Below is a block of records. Copy every line in it that contains the word "building".
[Opening Record excerpts section]
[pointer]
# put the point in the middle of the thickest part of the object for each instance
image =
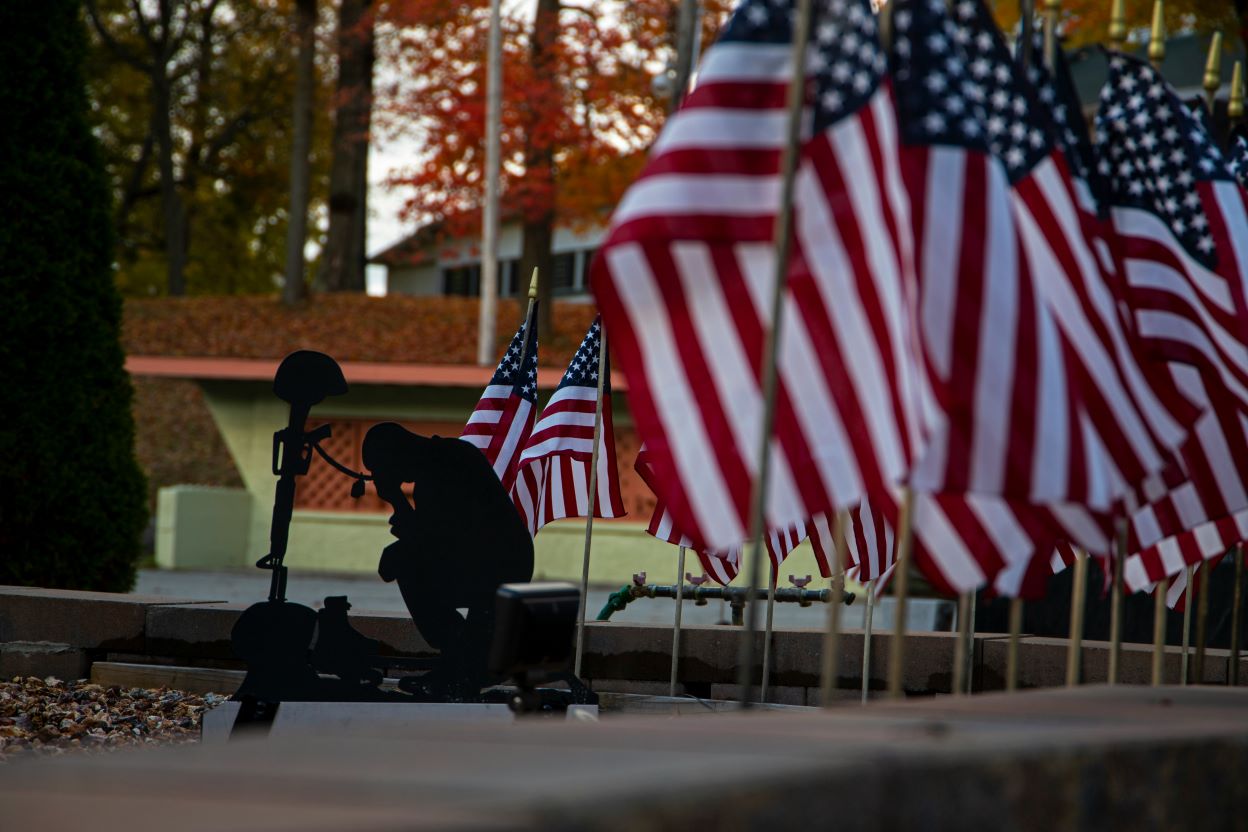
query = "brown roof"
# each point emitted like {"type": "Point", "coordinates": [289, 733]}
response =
{"type": "Point", "coordinates": [353, 328]}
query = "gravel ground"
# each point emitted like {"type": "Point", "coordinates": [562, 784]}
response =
{"type": "Point", "coordinates": [46, 716]}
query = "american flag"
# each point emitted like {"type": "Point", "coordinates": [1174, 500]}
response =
{"type": "Point", "coordinates": [723, 564]}
{"type": "Point", "coordinates": [503, 418]}
{"type": "Point", "coordinates": [553, 472]}
{"type": "Point", "coordinates": [1179, 218]}
{"type": "Point", "coordinates": [685, 276]}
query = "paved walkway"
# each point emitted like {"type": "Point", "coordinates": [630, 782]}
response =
{"type": "Point", "coordinates": [1085, 759]}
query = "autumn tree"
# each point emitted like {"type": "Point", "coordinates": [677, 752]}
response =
{"type": "Point", "coordinates": [342, 263]}
{"type": "Point", "coordinates": [192, 101]}
{"type": "Point", "coordinates": [577, 115]}
{"type": "Point", "coordinates": [1087, 21]}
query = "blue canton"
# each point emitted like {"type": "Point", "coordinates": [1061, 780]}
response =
{"type": "Point", "coordinates": [583, 369]}
{"type": "Point", "coordinates": [937, 100]}
{"type": "Point", "coordinates": [1018, 131]}
{"type": "Point", "coordinates": [523, 383]}
{"type": "Point", "coordinates": [844, 58]}
{"type": "Point", "coordinates": [1238, 159]}
{"type": "Point", "coordinates": [1155, 151]}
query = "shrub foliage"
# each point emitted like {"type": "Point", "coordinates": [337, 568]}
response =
{"type": "Point", "coordinates": [71, 494]}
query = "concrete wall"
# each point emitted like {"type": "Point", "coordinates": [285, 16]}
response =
{"type": "Point", "coordinates": [196, 528]}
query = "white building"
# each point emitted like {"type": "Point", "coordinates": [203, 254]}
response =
{"type": "Point", "coordinates": [423, 265]}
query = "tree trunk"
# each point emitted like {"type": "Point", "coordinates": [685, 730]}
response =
{"type": "Point", "coordinates": [539, 165]}
{"type": "Point", "coordinates": [297, 230]}
{"type": "Point", "coordinates": [172, 212]}
{"type": "Point", "coordinates": [342, 267]}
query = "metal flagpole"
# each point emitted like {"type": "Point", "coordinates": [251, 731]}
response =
{"type": "Point", "coordinates": [675, 629]}
{"type": "Point", "coordinates": [781, 243]}
{"type": "Point", "coordinates": [488, 311]}
{"type": "Point", "coordinates": [901, 590]}
{"type": "Point", "coordinates": [1078, 601]}
{"type": "Point", "coordinates": [1012, 648]}
{"type": "Point", "coordinates": [866, 639]}
{"type": "Point", "coordinates": [1236, 605]}
{"type": "Point", "coordinates": [1116, 564]}
{"type": "Point", "coordinates": [1158, 634]}
{"type": "Point", "coordinates": [1234, 112]}
{"type": "Point", "coordinates": [593, 495]}
{"type": "Point", "coordinates": [1187, 624]}
{"type": "Point", "coordinates": [1212, 81]}
{"type": "Point", "coordinates": [830, 669]}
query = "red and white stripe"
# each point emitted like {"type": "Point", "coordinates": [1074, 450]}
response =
{"type": "Point", "coordinates": [685, 277]}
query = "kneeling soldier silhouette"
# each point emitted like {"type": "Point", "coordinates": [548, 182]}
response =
{"type": "Point", "coordinates": [459, 538]}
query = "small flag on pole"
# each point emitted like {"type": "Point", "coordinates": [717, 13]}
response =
{"type": "Point", "coordinates": [503, 418]}
{"type": "Point", "coordinates": [553, 472]}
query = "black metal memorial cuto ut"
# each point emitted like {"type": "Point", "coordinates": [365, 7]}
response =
{"type": "Point", "coordinates": [461, 545]}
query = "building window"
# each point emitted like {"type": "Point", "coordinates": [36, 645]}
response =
{"type": "Point", "coordinates": [463, 281]}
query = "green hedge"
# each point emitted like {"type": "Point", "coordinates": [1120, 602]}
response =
{"type": "Point", "coordinates": [71, 494]}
[Closing Record excerpts section]
Response to the task:
query = "white building"
query = "building window"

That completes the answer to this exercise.